● DOCUMENT TEXT:
In this post, we’ll learn how to automatically solve for the parameters of a simple neural model. In doing so, we’ll make a number of modifications that will evolve the perceptron into a more modern artificial neuron that we can use as a building block for wider and deeper neural networks. Similar to last time, we’ll implement this new artificial neuron using Python and numpy.

Gradient Descent

In the past, we solved for the weights and biases by inspection. This was feasible since logic gates are human-interpretable and the number of parameters was small. Now consider trying to come up with a network for trying to detect a mug in an image. This is a much more complicated task that required understand what a “mug” even is. What do the weights correspond to, and how would we set them manually? In practice, we have very wide and large networks with hundreds of thousands or even millions and billions of parameters, and we need a way to find appropriate values for these to solve our objective, e.g., emulating logic gates or detecting mugs in images.

Fortunately for us, there already exists a field of mathematics that’s been around for a long time that specializes in solving for these parameters: numerical optimization (or just optimization for short). In an optimization problem, we have a mathematical model, often represented as a function like $f(x; \theta)$ with some inputs $x$ and parameters $\theta$, and the goal is to find the values of the parameters such that some objective function $C$ satisfies some criteria. In most cases, we’re minimizing or maximizing it; in the former case, this objective function is sometimes called a cost/loss/error function (all are interchangeable), and in the latter case it is sometimes called a utility/reward function (all are interchangeable). There’s already a vast literature of numerical optimization techniques to draw from so we should try to leverage these rather than building something from scratch.

More specifically, in the case of our problem, we have a neural network represented by a function $f(x;W,b)$ that accepts input $x$ and is parameterized by its weights $W$ and biases $b$. But to use the framework of numerical optimization and its techniques, we need an objective function. In other words, how do we quantify what a “good” model is? In our classification task, we want to ensure that the output of the model is the same as the desired training label for all training examples so we can intuitively think of this as trying to minimize the mistakes of our model output from the true training label.

\[C = \displaystyle\sum_i \vert f(x_i;W,b) - y_i\vert\]

Notice we used the absolute value since any difference will increase our cost; verify this for yourself (for a single training example) that when the output of the model is different from $y_i$, $C > 0$ and when and output is the same as $y_i$, $C = 0$. This cost function is also sometimes called mean absolute error (MAE). (Sometimes we’ll see a $\frac{1}{N}$, where $N$ is the number of training examples, in front of the sum but this is just a constant factor that makes the maths easier so we can omit it without any issue.) We only get $C=0$ if, for every training example, $f(x_i;W,b) = y_i$, i.e., our model always classifies correctly. Now we have our model and our cost function so we can try to figure out which optimization approach is well-suited for our problem.

● DATA PROVIDED:
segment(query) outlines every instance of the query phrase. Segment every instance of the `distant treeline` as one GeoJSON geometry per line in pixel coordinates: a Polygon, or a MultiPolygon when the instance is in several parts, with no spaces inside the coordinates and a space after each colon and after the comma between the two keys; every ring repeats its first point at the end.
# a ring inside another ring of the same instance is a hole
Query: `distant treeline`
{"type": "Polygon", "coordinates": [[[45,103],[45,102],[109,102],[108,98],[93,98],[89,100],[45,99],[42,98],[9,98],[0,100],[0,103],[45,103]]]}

● GIVEN EXERCISE 1: Repeat word for word the part of the neural-network optimization text starting with "In this post, we’ll" and going on through "Python and numpy.".
● GIVEN EXERCISE 2: In the neural-network optimization text, what name is given to the cost function that sums the absolute differences between model outputs and training labels?

● WRITTEN RESPONSE 1:
In this post, we’ll learn how to automatically solve for the parameters of a simple neural model. In doing so, we’ll make a number of modifications that will evolve the perceptron into a more modern artificial neuron that we can use as a building block for wider and deeper neural networks. Similar to last time, we’ll implement this new artificial neuron using Python and numpy.

● WRITTEN RESPONSE 2: Mean absolute error (MAE).